WHAT THE TASK ASKS: Reproduce the entire listing word for word.

[Position annotation records]
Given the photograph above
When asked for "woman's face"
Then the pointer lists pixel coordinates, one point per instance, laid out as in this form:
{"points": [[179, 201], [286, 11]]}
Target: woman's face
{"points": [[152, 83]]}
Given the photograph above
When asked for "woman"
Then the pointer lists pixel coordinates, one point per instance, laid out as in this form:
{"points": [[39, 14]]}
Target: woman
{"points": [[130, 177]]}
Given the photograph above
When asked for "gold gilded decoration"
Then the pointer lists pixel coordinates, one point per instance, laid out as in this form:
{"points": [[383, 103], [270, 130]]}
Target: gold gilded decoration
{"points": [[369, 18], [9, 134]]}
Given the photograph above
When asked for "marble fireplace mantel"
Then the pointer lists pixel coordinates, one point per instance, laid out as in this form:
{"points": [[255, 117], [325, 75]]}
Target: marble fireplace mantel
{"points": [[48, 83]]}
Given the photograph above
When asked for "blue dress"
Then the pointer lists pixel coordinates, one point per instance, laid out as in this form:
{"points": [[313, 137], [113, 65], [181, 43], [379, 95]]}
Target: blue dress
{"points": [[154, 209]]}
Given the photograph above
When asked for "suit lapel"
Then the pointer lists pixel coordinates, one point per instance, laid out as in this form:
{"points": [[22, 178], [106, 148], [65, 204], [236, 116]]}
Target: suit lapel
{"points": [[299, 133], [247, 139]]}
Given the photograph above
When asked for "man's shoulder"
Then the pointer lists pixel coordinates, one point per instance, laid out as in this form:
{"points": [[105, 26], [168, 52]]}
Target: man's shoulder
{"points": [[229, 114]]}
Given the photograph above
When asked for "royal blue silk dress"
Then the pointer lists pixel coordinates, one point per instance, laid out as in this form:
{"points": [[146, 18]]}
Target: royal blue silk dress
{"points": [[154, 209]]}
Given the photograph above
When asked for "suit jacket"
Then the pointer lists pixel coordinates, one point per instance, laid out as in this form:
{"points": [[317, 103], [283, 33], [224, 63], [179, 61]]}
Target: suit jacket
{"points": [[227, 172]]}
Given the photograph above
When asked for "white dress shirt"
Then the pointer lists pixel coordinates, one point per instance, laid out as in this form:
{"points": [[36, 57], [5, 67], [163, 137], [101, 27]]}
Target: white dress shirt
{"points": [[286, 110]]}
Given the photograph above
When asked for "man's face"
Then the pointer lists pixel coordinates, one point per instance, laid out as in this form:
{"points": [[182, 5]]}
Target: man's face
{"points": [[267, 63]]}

THE COMPLETED TASK:
Given the photograph above
When asked for "woman's face"
Then the pointer lists pixel coordinates, one point per instance, laid out as in this form:
{"points": [[179, 201], [286, 11]]}
Target: woman's face
{"points": [[152, 83]]}
Given the photograph above
When asked for "woman"
Then the pointer lists pixel coordinates, one point per instance, laid out as in this form:
{"points": [[39, 14]]}
Target: woman
{"points": [[130, 177]]}
Given the photograph above
When asked for "gold gilded decoration"
Then the pointer lists pixel coordinates, one point per instance, laid out as in this form:
{"points": [[383, 103], [270, 130]]}
Target: gold gilded decoration
{"points": [[369, 18], [9, 134]]}
Given the photograph above
When asked for "marble fireplace mantel"
Then the pointer lists pixel coordinates, one point per instance, laid out as in this form:
{"points": [[255, 117], [325, 75]]}
Target: marble fireplace mantel
{"points": [[48, 83]]}
Given the photograph above
When asked for "blue dress"
Then the pointer lists pixel coordinates, one point per instance, laid out as in this form:
{"points": [[313, 137], [113, 65], [181, 43], [379, 95]]}
Target: blue dress
{"points": [[154, 209]]}
Given the photograph above
When asked for "suit lapel"
Then the pointer lists pixel coordinates, one point per instance, laid out as in this form:
{"points": [[22, 178], [106, 148], [65, 204], [236, 116]]}
Target: suit lapel
{"points": [[299, 133], [247, 139]]}
Given the photograph above
When asked for "man's shoulder"
Then the pointer lists pixel coordinates, one point per instance, laid out as in this form:
{"points": [[105, 26], [168, 52]]}
Target: man's shoulder
{"points": [[229, 114]]}
Given the photograph above
When asked for "royal blue silk dress"
Then the pointer lists pixel coordinates, one point per instance, laid out as in this form:
{"points": [[146, 18]]}
Target: royal blue silk dress
{"points": [[154, 209]]}
Given the photograph above
When asked for "suit jacket"
Then the pointer lists pixel coordinates, one point per instance, laid out as in this form:
{"points": [[317, 103], [283, 33], [224, 63], [179, 61]]}
Target: suit jacket
{"points": [[227, 172]]}
Given the photograph above
When asked for "white dress shirt"
Then the pointer lists pixel coordinates, one point per instance, laid out as in this form:
{"points": [[36, 57], [5, 67], [163, 137], [101, 27]]}
Target: white dress shirt
{"points": [[286, 110]]}
Given the photograph above
When asked for "man's face"
Then the pointer lists pixel coordinates, one point per instance, laid out as in this form:
{"points": [[182, 5]]}
Target: man's face
{"points": [[267, 63]]}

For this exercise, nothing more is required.